[Collected data entries]
--- START ---

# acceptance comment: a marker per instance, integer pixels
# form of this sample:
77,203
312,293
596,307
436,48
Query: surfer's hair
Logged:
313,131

--- END ---

Your instructions:
Quote every record above exactly.

Finished task:
# acceptance comment: a marker per instance, integer pixels
# form of this sample:
77,203
312,293
596,307
436,48
Query: surfer's hair
Logged:
313,131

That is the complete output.